# Exercise aim
Reproduce each of the records below word for word, leaving out the pictures.

● ● ● ●

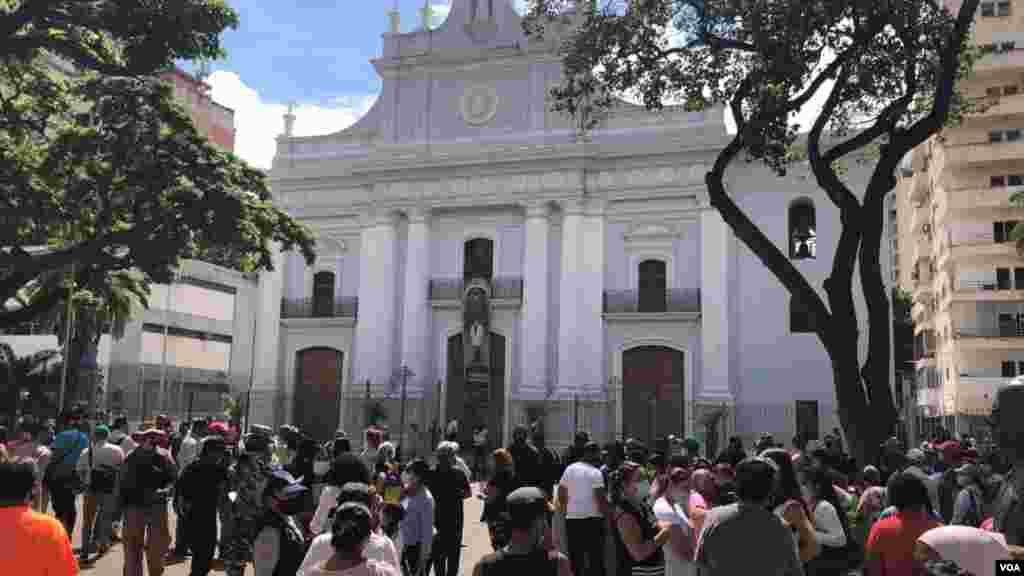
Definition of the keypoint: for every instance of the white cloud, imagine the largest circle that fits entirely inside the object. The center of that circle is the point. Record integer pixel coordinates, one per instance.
(258, 121)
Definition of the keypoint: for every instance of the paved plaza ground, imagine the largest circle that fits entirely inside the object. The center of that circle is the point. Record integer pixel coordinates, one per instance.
(476, 543)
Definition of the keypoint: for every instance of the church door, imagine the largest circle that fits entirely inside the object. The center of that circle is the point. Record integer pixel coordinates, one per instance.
(652, 393)
(455, 389)
(317, 391)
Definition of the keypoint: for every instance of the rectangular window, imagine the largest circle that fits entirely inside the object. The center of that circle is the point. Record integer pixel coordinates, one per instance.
(1008, 370)
(1003, 279)
(801, 320)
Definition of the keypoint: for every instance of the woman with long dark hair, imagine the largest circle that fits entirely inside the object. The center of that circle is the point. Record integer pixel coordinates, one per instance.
(350, 532)
(830, 528)
(788, 503)
(502, 484)
(639, 536)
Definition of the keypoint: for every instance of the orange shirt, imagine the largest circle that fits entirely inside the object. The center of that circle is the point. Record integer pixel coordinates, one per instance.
(890, 545)
(34, 544)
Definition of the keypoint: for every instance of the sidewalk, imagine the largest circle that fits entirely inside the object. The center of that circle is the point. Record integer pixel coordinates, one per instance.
(476, 543)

● ● ● ●

# Response to this task
Definition of the keypoint: for every instance of the white cloud, imagine the largest circle that fits entirely inside the object. The center of that circle is the point. Record integer pixel coordinates, one per instance.
(258, 121)
Definition of the keypoint: for every instance of the paved plaza ground, imagine the largest circle that fits entirely inside the object. The center of that circle is the point. Record integer pixel coordinates, one per instance.
(476, 543)
Definition of the keypoint: for every instance of the church door, imagine the largest circle that fits entirely inside the object. The center of that circle is the point. Record integer pixel coordinates, one per instance.
(652, 393)
(455, 389)
(317, 391)
Definition of the keypoint: for every instance of the rectangular window, imagine the largest circle that fits entirely inside the object. The center of that circle is the point. Record integer pixel coordinates, one per instance.
(1008, 370)
(1003, 279)
(801, 320)
Definition of the keypoint: for every instance of the woman with long dark hair, imagine the largest circle that fits entirely inside the object. The center of that circle is the point. Record integer pixel coordinates, one per instance.
(350, 532)
(830, 528)
(788, 503)
(502, 484)
(639, 536)
Definition of the keypoint: for every instance of the orange shirt, imagine the largest circle that fits entirely inside the object. The center of that circle is the point. Record integer pixel coordinates, one per instance.
(890, 545)
(34, 544)
Definition of the keypoint: for every instance of the sidewalk, imagine the largest circle that fits entirely inside the object. The center of that circle is the point. Record integer pixel coordinates, one per instance.
(476, 543)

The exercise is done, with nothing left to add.